START MATERIAL SUPPLIED

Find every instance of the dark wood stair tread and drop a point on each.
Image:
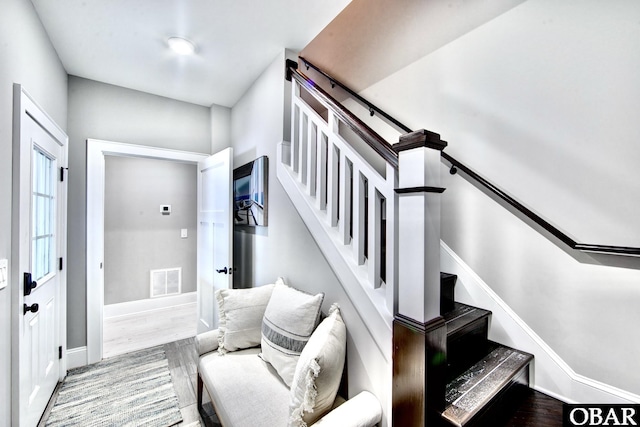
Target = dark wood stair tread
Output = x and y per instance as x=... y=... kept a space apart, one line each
x=461 y=316
x=479 y=385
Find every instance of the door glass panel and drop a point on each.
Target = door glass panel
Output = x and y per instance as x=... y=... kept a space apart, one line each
x=43 y=193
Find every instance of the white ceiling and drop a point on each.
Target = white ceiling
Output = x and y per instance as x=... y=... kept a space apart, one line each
x=123 y=42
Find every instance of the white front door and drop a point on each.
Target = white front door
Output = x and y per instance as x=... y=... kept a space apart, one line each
x=38 y=249
x=215 y=234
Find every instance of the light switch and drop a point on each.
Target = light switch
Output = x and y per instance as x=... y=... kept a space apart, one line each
x=4 y=273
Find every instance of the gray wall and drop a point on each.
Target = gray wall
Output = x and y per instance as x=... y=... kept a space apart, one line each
x=138 y=238
x=543 y=101
x=102 y=111
x=26 y=57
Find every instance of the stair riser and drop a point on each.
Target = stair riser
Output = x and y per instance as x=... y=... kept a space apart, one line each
x=447 y=287
x=502 y=406
x=467 y=346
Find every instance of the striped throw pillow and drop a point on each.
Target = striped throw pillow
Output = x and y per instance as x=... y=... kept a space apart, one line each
x=289 y=320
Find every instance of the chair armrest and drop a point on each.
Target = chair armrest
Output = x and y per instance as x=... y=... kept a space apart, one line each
x=362 y=410
x=207 y=342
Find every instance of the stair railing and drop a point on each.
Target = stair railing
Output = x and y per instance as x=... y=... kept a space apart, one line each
x=354 y=198
x=473 y=176
x=385 y=224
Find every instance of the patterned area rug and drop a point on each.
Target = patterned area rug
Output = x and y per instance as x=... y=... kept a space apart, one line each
x=134 y=389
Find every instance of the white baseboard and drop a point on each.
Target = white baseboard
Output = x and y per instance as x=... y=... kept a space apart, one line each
x=140 y=306
x=550 y=374
x=76 y=357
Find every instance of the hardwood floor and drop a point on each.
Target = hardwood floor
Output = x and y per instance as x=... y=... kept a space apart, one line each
x=530 y=408
x=175 y=329
x=132 y=332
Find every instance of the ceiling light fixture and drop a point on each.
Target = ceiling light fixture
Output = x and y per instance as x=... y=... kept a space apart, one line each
x=181 y=46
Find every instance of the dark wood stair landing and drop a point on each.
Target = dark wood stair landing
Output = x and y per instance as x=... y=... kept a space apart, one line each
x=471 y=396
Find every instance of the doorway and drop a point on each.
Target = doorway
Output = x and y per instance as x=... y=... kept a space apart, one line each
x=96 y=152
x=150 y=253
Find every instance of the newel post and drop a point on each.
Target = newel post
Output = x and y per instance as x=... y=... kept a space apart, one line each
x=419 y=331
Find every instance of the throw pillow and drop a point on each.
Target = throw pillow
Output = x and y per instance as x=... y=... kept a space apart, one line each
x=289 y=320
x=319 y=371
x=240 y=313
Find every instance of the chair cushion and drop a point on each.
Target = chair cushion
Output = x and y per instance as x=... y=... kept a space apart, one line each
x=245 y=390
x=289 y=320
x=319 y=370
x=240 y=316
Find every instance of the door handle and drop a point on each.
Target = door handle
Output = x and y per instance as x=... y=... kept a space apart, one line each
x=31 y=308
x=29 y=284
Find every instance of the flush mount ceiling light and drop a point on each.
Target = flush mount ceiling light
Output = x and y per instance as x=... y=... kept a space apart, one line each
x=181 y=46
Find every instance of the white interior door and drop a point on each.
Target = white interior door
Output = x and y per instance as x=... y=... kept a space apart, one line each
x=38 y=249
x=215 y=234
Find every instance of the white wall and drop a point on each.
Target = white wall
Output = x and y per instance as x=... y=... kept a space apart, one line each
x=220 y=128
x=138 y=237
x=26 y=57
x=543 y=101
x=285 y=247
x=102 y=111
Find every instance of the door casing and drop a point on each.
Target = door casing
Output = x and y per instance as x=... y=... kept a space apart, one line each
x=96 y=150
x=26 y=108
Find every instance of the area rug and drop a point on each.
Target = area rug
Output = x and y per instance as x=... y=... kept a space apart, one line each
x=134 y=389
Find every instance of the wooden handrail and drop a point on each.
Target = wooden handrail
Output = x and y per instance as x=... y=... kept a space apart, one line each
x=468 y=172
x=368 y=135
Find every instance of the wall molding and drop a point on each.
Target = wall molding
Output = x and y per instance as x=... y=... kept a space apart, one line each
x=550 y=374
x=77 y=357
x=149 y=304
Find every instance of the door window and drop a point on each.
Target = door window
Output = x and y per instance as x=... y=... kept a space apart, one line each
x=43 y=217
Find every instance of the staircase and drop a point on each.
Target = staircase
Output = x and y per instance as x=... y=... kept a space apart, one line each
x=480 y=372
x=331 y=171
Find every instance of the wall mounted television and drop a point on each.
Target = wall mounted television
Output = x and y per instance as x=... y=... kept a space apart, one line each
x=250 y=193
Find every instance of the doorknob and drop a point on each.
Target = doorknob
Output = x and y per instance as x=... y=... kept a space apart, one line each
x=29 y=284
x=30 y=308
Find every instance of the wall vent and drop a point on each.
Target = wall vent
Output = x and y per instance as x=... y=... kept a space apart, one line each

END MATERIAL SUPPLIED

The expected answer holds each line from the listing above where the string "flush" is present.

**SOLUTION TO THE EXERCISE**
Find every instance of the flush mount ceiling light and drop a point on each.
Target = flush mount ceiling light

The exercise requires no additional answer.